▶ **INPUT RECORDS**
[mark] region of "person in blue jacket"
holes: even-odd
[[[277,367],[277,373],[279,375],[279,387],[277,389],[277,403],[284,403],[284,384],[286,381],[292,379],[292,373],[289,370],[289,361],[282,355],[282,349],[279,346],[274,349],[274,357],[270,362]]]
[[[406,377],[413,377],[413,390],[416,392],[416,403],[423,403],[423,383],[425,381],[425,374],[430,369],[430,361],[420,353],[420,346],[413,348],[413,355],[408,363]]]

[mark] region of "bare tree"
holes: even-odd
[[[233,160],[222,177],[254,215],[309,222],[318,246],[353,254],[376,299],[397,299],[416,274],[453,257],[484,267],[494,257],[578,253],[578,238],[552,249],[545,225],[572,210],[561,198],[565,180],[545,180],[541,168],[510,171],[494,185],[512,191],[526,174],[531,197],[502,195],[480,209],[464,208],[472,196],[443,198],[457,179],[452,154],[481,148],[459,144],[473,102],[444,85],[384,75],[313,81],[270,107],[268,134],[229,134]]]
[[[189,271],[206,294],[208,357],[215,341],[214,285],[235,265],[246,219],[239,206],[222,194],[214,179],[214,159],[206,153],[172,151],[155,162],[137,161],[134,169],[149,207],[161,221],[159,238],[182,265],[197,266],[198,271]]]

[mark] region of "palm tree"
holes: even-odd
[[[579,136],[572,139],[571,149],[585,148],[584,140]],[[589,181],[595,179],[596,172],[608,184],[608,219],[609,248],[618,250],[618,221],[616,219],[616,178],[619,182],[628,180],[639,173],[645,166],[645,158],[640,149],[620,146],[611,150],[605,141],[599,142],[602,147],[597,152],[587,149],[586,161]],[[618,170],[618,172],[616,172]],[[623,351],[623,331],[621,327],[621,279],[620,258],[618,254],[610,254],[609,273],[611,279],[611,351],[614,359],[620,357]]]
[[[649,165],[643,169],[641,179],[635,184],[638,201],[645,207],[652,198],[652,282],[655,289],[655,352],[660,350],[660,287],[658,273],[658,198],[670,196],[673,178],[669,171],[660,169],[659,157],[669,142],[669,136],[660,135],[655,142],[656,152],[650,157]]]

▶ **PROBLEM REQUIREMENTS**
Your task is to print the whole listing again exactly.

▶ **FULL RESPONSE**
[mark] region of "person in blue jacket"
holes: even-odd
[[[277,367],[277,373],[279,375],[279,387],[277,389],[277,403],[284,403],[284,384],[286,381],[292,379],[292,373],[289,370],[289,361],[282,355],[282,349],[279,346],[274,349],[274,357],[270,362]]]
[[[406,377],[413,377],[413,390],[416,392],[416,403],[423,403],[423,383],[425,381],[425,374],[430,369],[430,361],[420,353],[420,346],[413,348],[413,355],[408,363]]]

[mark] region of "bare tree"
holes: even-odd
[[[233,160],[222,177],[254,215],[309,222],[318,246],[353,254],[376,299],[397,299],[416,274],[453,257],[484,267],[494,257],[578,253],[578,238],[552,249],[545,225],[572,210],[561,198],[565,180],[545,180],[541,168],[510,171],[494,185],[512,191],[526,174],[531,197],[502,195],[480,209],[464,208],[472,196],[443,198],[457,179],[452,154],[481,148],[459,144],[473,102],[444,85],[384,75],[313,81],[270,107],[268,134],[229,134]]]
[[[189,271],[206,294],[208,357],[215,341],[214,285],[235,265],[246,219],[239,206],[222,194],[214,179],[214,159],[206,153],[172,151],[155,162],[137,161],[134,169],[149,207],[161,221],[159,238],[182,265],[197,266],[198,271]]]

[mark] region of "palm tree"
holes: even-odd
[[[579,136],[572,139],[571,149],[585,148],[584,140]],[[589,181],[595,179],[596,172],[608,184],[608,219],[609,248],[618,250],[618,221],[616,219],[616,178],[619,182],[628,180],[639,173],[645,166],[645,158],[640,149],[620,146],[611,150],[605,141],[599,142],[602,147],[597,152],[587,149],[586,161]],[[618,170],[618,172],[616,172]],[[623,351],[623,331],[621,327],[621,279],[620,258],[618,254],[610,254],[609,273],[611,279],[611,351],[614,359],[620,357]]]
[[[649,165],[643,169],[641,179],[635,184],[638,201],[645,207],[652,198],[652,282],[655,289],[655,352],[660,350],[660,287],[658,273],[658,198],[670,196],[673,178],[669,171],[660,169],[659,157],[669,142],[669,136],[660,135],[655,142],[656,152],[650,157]]]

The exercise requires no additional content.